-------- Material shown --------

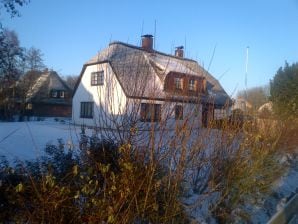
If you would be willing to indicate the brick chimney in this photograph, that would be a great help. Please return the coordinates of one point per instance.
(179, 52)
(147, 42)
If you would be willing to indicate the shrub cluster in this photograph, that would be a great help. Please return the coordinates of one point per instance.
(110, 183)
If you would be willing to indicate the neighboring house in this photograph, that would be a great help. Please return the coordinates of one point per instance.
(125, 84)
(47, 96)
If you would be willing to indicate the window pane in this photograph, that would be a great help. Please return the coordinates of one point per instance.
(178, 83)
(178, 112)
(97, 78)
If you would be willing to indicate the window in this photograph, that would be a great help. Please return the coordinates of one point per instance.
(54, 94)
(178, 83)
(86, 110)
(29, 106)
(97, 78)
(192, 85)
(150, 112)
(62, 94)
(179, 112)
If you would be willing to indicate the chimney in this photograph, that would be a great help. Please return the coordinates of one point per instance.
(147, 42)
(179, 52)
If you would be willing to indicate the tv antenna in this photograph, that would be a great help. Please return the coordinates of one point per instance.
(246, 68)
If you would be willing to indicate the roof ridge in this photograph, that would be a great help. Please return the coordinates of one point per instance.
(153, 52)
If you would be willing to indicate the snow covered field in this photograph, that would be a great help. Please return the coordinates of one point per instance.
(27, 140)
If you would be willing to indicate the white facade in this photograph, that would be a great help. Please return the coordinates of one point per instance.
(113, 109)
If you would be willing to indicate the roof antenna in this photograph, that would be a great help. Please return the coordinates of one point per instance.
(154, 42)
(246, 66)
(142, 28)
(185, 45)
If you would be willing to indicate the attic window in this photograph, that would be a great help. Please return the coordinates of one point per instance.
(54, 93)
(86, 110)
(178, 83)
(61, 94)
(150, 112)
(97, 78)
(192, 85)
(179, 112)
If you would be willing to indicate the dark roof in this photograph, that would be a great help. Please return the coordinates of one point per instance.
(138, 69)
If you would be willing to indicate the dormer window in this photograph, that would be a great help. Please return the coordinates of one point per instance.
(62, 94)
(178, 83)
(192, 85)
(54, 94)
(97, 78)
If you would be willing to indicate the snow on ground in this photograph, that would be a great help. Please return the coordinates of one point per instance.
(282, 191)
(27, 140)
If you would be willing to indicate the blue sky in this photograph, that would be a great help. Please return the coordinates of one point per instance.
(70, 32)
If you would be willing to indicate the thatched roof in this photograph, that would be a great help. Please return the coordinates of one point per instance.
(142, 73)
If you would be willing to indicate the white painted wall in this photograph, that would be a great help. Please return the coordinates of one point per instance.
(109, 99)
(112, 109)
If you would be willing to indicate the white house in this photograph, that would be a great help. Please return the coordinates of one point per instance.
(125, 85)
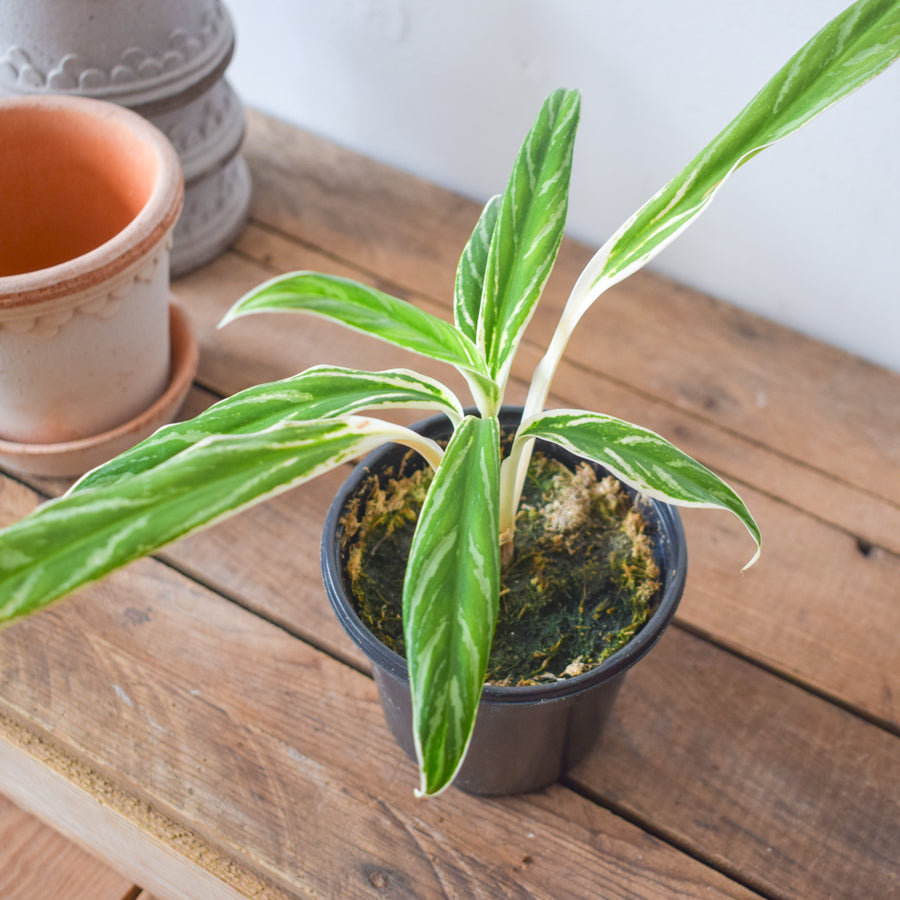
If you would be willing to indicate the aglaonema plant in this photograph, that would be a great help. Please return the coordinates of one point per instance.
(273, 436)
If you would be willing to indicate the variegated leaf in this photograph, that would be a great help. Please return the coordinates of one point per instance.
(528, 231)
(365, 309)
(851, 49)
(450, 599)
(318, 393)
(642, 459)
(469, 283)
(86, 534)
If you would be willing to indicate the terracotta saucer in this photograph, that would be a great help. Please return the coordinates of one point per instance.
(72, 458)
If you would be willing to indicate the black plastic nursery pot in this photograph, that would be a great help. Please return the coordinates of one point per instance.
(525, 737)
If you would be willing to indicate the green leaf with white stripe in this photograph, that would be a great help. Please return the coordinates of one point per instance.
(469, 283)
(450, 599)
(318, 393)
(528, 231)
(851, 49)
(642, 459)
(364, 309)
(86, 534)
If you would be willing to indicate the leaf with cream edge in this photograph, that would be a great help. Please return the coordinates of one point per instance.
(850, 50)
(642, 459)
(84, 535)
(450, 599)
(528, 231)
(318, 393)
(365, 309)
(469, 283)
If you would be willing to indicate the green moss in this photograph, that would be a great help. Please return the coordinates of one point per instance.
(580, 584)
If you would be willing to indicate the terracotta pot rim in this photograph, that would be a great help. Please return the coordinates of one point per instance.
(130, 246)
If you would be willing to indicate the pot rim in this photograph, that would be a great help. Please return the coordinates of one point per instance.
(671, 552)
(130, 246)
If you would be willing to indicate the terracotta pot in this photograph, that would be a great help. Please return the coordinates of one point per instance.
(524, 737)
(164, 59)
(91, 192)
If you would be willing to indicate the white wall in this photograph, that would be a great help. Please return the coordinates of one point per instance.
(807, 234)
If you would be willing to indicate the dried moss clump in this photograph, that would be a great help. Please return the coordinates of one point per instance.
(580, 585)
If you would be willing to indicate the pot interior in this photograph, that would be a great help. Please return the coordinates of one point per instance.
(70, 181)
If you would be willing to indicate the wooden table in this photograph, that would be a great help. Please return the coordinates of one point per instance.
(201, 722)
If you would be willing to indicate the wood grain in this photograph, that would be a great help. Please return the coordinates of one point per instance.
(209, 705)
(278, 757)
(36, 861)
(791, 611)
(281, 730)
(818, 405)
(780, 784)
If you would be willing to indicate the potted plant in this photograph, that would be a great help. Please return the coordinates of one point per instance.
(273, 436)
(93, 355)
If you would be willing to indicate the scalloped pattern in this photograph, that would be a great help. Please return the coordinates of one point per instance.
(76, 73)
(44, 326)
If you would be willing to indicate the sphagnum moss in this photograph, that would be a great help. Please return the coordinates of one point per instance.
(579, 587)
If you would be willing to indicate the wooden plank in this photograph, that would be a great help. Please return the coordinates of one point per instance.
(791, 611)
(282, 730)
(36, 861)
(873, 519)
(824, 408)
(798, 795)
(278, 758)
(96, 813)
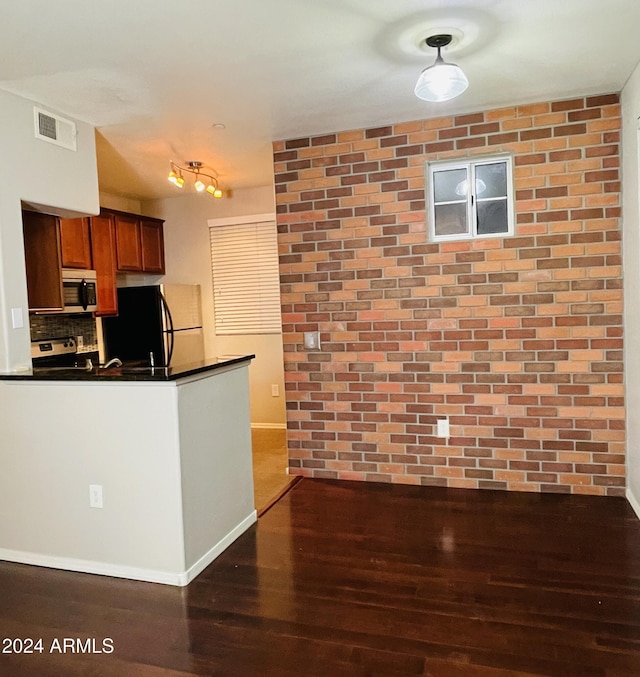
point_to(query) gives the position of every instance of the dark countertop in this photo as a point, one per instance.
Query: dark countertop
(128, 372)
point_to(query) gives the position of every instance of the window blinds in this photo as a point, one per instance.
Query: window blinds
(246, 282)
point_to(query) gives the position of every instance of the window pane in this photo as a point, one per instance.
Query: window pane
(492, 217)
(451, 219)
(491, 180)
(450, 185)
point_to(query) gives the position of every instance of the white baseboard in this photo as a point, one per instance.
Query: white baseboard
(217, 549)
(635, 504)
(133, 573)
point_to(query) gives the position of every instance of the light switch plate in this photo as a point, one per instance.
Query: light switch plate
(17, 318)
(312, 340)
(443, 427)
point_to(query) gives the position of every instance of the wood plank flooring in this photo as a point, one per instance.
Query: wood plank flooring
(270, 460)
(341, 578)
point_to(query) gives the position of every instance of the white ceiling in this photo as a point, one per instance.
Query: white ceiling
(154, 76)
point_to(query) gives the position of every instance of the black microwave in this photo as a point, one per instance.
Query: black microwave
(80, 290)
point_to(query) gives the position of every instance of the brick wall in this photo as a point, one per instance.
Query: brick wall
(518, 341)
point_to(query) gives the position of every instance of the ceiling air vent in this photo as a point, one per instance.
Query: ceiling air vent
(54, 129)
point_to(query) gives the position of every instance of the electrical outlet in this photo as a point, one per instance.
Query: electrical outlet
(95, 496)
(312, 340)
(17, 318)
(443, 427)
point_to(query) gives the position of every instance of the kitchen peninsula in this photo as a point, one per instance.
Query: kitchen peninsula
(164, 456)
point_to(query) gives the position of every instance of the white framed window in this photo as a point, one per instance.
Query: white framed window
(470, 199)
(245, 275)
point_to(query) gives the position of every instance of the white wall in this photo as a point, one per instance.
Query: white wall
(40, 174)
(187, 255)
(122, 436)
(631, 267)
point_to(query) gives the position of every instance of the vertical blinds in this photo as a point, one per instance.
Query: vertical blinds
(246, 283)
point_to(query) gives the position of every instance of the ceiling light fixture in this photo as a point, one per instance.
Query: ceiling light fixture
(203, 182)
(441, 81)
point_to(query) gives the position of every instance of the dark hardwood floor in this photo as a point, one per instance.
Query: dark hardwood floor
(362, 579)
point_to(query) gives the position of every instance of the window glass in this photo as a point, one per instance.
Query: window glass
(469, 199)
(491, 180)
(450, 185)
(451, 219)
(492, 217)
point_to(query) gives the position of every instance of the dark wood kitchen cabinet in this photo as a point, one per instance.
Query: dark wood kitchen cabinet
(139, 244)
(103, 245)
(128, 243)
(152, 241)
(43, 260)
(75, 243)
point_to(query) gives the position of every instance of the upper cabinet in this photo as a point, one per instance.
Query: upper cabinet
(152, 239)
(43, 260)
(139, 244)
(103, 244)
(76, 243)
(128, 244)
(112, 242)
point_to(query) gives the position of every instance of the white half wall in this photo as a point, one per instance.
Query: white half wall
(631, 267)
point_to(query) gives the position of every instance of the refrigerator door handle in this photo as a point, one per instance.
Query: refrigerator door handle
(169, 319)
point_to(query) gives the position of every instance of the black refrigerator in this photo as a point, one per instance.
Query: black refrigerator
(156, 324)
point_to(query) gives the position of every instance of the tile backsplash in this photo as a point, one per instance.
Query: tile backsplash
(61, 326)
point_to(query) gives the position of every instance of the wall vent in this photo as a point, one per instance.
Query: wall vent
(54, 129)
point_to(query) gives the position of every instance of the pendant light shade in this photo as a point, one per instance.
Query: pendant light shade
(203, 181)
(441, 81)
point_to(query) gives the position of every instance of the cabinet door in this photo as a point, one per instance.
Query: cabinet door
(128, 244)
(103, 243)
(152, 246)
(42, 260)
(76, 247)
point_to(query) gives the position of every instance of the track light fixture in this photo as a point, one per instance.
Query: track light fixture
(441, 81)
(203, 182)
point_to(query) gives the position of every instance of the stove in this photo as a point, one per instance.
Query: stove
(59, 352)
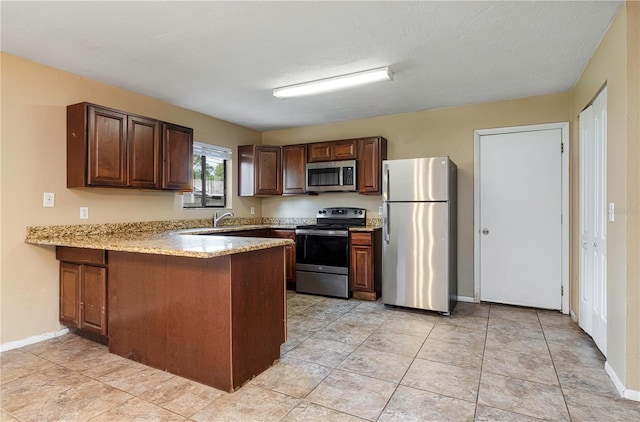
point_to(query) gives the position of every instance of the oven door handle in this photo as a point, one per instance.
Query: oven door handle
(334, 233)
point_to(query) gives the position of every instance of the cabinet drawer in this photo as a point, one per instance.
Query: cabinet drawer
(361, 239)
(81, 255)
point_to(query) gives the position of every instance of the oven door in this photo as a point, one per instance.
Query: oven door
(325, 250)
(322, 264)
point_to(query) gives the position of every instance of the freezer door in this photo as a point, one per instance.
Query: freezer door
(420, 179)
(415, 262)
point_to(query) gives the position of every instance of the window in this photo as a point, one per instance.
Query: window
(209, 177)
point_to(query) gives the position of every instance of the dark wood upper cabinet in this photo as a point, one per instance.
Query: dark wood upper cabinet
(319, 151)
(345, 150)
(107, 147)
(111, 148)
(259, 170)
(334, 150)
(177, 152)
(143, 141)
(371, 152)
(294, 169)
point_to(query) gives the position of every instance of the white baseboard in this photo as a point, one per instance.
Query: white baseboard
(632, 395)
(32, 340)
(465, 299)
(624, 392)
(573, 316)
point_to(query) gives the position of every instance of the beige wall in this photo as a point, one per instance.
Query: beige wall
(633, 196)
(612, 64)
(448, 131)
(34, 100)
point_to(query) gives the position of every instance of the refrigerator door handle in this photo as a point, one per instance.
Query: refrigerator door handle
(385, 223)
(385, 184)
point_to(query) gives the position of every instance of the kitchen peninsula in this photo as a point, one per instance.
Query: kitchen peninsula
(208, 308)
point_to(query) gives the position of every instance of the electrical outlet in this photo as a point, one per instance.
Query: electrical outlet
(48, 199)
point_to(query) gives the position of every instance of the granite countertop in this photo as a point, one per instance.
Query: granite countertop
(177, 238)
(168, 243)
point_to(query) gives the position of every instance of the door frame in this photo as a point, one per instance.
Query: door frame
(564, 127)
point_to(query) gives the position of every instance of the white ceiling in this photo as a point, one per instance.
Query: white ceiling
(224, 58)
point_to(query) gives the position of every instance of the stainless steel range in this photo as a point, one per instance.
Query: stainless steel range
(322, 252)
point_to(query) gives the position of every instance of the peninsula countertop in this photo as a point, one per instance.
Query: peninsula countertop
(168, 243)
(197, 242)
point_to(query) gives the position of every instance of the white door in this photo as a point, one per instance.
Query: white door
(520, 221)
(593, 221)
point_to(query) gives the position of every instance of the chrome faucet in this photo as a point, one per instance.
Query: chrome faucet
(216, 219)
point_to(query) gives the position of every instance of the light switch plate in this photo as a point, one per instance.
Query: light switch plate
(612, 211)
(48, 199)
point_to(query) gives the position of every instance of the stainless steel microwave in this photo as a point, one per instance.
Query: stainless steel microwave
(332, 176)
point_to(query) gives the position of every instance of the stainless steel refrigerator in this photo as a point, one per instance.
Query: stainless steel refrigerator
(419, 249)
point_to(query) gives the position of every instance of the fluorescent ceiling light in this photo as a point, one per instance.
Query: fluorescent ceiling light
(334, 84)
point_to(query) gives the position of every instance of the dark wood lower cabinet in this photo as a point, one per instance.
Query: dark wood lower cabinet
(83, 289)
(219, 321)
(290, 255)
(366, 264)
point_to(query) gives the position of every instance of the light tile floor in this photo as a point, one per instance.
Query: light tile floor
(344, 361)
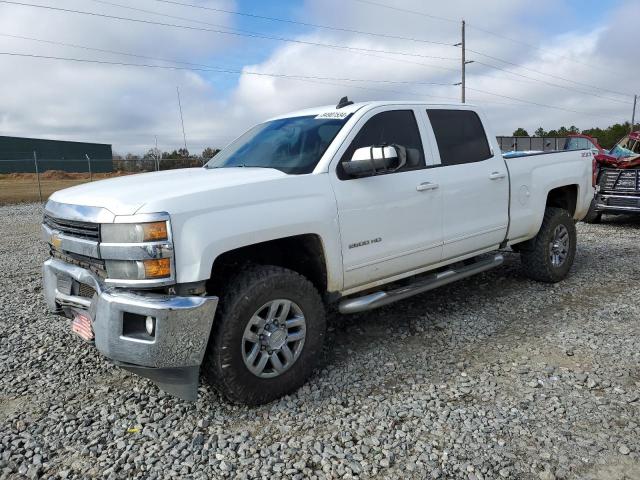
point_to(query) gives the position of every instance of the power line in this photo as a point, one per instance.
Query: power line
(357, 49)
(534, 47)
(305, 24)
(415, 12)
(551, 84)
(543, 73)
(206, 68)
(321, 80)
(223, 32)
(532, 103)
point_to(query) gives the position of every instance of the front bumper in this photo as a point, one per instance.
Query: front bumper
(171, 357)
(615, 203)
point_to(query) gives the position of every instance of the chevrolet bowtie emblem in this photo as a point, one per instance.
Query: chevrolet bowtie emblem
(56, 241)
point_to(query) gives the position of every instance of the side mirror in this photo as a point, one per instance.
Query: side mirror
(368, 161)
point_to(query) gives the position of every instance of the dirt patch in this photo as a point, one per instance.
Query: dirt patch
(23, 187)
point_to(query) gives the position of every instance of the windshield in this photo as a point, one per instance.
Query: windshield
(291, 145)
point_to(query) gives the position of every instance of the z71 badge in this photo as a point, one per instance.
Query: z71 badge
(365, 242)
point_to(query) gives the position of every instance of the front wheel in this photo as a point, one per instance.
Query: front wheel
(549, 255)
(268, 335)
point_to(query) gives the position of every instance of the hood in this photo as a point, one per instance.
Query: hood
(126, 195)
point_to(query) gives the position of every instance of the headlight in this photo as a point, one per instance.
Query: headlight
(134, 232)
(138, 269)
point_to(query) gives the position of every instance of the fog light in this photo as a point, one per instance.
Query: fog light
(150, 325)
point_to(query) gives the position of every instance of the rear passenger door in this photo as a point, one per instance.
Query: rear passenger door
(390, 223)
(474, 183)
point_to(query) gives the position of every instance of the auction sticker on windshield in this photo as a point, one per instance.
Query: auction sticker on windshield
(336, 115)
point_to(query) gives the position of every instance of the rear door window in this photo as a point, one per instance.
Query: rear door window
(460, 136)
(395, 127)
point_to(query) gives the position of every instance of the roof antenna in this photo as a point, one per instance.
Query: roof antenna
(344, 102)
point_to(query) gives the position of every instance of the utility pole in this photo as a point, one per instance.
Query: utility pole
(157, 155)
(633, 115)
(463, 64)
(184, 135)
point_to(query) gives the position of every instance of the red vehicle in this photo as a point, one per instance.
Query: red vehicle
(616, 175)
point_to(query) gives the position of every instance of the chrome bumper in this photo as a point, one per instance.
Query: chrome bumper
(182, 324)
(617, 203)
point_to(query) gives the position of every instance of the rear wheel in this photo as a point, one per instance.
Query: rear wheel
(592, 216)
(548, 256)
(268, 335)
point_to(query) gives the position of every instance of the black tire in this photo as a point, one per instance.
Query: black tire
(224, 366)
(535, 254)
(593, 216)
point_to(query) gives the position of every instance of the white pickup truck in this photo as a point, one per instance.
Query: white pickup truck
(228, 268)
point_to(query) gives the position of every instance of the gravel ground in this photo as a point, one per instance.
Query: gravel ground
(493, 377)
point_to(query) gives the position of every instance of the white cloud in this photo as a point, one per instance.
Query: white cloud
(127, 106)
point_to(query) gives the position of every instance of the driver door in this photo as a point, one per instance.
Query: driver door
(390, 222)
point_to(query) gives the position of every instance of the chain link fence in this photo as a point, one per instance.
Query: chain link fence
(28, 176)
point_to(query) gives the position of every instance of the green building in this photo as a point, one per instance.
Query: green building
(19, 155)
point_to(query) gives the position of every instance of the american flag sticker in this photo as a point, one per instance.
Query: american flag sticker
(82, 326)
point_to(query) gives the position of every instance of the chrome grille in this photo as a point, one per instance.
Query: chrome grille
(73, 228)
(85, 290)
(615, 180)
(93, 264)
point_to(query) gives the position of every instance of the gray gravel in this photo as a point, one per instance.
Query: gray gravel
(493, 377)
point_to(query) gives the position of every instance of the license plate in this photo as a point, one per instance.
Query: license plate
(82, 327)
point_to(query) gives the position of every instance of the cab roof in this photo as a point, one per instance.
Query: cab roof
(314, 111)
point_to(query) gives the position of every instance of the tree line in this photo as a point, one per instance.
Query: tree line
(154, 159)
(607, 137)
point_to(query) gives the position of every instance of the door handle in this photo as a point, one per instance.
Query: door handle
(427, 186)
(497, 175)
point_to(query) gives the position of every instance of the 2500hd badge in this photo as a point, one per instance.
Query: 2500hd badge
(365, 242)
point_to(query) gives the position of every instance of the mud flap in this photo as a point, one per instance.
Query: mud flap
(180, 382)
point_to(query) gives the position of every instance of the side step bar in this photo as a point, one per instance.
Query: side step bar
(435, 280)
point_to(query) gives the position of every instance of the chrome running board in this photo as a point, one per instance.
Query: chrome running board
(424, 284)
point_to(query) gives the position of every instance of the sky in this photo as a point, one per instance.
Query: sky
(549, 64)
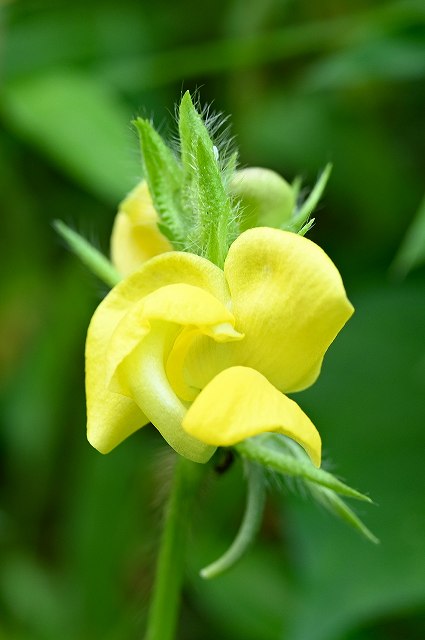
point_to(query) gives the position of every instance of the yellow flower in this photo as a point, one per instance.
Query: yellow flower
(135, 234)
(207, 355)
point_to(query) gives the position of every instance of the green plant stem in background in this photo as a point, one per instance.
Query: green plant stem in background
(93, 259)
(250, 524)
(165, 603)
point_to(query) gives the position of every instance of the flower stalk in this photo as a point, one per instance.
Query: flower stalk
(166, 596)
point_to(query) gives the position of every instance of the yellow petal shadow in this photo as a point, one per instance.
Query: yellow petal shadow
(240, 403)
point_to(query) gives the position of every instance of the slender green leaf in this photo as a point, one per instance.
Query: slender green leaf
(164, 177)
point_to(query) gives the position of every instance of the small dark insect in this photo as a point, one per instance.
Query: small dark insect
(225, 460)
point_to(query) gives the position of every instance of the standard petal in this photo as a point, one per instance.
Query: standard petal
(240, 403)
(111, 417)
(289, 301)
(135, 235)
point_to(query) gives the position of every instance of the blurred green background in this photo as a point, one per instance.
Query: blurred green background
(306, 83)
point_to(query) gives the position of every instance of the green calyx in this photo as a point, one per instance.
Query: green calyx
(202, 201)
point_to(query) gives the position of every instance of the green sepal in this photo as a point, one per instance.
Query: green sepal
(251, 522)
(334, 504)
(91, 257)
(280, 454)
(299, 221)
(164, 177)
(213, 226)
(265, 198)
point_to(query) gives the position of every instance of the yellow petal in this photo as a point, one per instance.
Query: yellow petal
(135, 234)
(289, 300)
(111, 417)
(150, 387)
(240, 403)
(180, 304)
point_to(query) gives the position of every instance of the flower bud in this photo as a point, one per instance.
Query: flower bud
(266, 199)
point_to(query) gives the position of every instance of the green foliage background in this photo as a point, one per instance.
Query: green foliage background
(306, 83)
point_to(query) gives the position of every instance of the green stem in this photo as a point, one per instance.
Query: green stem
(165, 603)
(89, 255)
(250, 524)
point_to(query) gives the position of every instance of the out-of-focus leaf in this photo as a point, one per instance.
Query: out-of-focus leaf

--------

_About this task_
Once you reach the line with "point_to(query) gives the position of every instance of the roof" in the data above, copy it and every line after it exactly, up to and including the line with "point_to(query) gives the position of every instance of the red".

_Solution for this task_
point_to(query) gives the position of every instance of the roof antenna in this photo as a point, one per instance.
Query: roof antenna
(344, 102)
point_to(query) gives the position of every instance of the utility pole in this photo as a point, one per instance.
Query: utility pole
(157, 155)
(633, 115)
(463, 64)
(184, 135)
point_to(query) gives the position of every instance of the red vehicle in this photo as a point, one per instance.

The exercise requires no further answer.